- Text for analysis
--- START ---

Wednesday, January 20, 2010

Food Is About Relationships.

A nice dinner with wine. A movie with a good friend, sharing a tub of popcorn. Eating a hurried lunch across a desk at work with a co-worker. Preparing a nice family meal. Thanksgiving. Tasting someone else's ice cream cone. Bringing a treat to a small get-together. A dinner-date in a new place.

Eating alone sucks. Food, when you are alone, can possibly nourish your body, but what you crave is nourishment for your social-soul.

You eat together because it creates its own mood, its own pleasure beyond the food itself. Food is more than just eating.

So, how do you uncouple your need for human interaction with your need for food? You don't. You shouldn't.

What you need is to uncouple relationships from the pleasure of eating the wrong food.

--- END ---

- Your tasks
(1) Translate this sentence from the blog post on food and relationships into Spanish: "You eat together because it creates its own mood, its own pleasure beyond the food itself."
(2) Please carry on the blog post on food and relationships from its last sentence.

- Recorded data
--- START ---

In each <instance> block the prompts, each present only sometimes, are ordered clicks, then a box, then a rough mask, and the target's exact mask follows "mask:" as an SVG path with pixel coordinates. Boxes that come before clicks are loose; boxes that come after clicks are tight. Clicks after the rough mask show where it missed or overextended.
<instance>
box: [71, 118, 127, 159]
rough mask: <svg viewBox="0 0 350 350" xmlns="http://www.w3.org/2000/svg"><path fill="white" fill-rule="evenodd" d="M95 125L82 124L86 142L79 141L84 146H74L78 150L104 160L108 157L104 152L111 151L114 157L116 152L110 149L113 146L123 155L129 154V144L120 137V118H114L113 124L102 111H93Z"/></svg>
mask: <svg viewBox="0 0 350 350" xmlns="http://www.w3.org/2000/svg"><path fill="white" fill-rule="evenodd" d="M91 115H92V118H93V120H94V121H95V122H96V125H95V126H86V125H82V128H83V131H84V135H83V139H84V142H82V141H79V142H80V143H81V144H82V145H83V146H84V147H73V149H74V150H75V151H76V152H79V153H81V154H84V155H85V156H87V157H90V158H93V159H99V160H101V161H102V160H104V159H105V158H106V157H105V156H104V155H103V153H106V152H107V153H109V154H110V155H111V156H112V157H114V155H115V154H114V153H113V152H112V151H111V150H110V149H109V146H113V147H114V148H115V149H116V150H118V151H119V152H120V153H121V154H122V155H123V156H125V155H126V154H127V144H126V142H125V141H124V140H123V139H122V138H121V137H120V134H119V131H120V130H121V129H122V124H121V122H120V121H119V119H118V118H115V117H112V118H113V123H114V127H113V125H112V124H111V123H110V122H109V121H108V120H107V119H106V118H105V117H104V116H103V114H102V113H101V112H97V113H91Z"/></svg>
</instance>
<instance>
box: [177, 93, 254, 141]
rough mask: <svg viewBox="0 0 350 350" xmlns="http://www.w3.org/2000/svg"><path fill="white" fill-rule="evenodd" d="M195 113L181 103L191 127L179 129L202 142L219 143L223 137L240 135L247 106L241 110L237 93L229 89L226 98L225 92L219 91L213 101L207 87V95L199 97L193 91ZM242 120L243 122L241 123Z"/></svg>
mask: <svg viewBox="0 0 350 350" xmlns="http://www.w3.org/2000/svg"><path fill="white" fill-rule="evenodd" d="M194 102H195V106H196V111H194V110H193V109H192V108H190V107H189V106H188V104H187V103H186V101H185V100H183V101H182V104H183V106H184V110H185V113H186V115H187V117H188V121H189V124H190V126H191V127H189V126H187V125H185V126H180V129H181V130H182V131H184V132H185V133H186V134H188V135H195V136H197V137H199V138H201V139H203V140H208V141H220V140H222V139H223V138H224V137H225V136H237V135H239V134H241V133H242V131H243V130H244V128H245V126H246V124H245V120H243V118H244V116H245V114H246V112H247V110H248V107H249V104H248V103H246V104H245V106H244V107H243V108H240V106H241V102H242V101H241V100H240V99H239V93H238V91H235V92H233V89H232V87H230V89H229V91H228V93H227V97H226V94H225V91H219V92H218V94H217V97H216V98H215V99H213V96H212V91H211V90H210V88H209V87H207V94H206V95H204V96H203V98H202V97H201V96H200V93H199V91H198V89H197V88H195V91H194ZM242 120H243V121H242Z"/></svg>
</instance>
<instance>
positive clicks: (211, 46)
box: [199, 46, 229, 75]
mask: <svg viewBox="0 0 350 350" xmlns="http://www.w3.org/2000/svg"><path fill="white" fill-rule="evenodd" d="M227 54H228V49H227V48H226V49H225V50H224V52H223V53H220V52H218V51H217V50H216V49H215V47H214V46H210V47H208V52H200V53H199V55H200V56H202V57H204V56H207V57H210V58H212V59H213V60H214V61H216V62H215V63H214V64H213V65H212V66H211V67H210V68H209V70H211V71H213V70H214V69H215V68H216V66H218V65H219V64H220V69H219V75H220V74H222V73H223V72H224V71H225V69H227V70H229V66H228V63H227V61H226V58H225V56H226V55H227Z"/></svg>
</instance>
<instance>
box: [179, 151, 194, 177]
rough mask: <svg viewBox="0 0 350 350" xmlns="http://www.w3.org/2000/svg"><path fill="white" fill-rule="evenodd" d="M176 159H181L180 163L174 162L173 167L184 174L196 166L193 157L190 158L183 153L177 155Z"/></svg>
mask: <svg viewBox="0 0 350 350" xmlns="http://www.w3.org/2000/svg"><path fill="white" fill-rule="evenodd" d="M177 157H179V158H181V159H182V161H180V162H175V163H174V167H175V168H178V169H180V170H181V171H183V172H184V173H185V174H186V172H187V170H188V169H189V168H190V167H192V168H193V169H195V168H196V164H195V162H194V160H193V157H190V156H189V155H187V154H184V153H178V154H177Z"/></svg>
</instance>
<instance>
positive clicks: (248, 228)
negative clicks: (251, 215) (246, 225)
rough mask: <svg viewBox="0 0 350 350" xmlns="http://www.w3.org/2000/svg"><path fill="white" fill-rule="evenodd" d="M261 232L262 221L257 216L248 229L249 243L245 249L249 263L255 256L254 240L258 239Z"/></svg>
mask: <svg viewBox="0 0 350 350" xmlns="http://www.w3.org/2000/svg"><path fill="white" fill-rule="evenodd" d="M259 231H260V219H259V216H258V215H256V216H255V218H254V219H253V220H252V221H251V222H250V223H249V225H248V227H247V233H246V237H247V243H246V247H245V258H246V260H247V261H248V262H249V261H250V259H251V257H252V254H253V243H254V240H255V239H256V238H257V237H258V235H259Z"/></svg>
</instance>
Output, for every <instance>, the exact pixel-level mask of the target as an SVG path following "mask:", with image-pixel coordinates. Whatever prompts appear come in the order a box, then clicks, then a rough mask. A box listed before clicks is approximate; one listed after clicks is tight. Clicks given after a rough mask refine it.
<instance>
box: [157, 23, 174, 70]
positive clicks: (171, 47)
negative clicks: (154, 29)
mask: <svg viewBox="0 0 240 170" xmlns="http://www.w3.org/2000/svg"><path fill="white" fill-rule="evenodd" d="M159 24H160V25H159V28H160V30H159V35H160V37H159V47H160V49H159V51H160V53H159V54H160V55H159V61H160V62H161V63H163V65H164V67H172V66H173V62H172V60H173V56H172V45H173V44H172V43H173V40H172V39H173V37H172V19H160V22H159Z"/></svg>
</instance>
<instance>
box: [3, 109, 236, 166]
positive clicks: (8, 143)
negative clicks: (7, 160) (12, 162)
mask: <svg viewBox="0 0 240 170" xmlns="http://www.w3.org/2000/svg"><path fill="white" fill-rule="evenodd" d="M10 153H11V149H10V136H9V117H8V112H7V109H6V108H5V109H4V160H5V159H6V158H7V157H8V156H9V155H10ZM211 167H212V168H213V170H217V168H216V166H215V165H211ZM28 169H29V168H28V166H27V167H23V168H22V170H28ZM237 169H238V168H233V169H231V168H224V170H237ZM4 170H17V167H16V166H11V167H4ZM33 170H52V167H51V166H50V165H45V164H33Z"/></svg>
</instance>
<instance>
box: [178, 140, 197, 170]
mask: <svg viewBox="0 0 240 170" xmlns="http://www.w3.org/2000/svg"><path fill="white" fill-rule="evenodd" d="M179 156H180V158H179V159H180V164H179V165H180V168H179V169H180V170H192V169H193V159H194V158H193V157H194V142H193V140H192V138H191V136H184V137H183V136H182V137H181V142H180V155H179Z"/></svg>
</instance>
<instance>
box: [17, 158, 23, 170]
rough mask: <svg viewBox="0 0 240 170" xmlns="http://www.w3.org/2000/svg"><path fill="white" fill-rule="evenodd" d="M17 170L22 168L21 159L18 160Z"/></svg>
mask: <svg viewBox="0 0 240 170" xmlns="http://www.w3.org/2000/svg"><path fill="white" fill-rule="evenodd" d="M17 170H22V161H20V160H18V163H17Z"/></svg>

--- END ---

- Answers for this exercise
(1) Comes en compañía porque eso crea su propio ambiente, su propio placer más allá de la comida en sí.

(2)
Too often you eat too much, and you eat the wrong food when you are with someone else. The closer the relationship, the more likely you are to not follow the sensible rules you have made for yourself.

You get into one of those: "I won't follow my rules if you won't follow yours." "It's such a special occasion, I'm going off Weight Watchers for this meal, how about you?"

What we need is permission to say, "How can we both find great pleasure in this meal, and keep on the path of our weight recovery?"

Are there no pleasure foods that can keep you both going in the right direction?

Perhaps, at the end of the day, that is an important quest you and your friends can go on together: "Let's find a dozen GREAT PLEASURE FOODS and WONDERFUL MEALS we can really enjoy together."

If you don't, you will always be battling the results of the wrong foods and meals. If you don't, and, you "stay on the wagon" together, you will each have a sense of being deprived of the joys of great food with enjoyable people. Which leads to wrong food choices later. And will deepen any unhealthy relationship you may already have with food.

So, a key activity is to search for, experiment with, and enjoy new comfort and pleasure foods with your friends. Do it together. That kind of support you can each use.

When you do that you will have not only a new relationship with food, you will share new experiences with dear friends.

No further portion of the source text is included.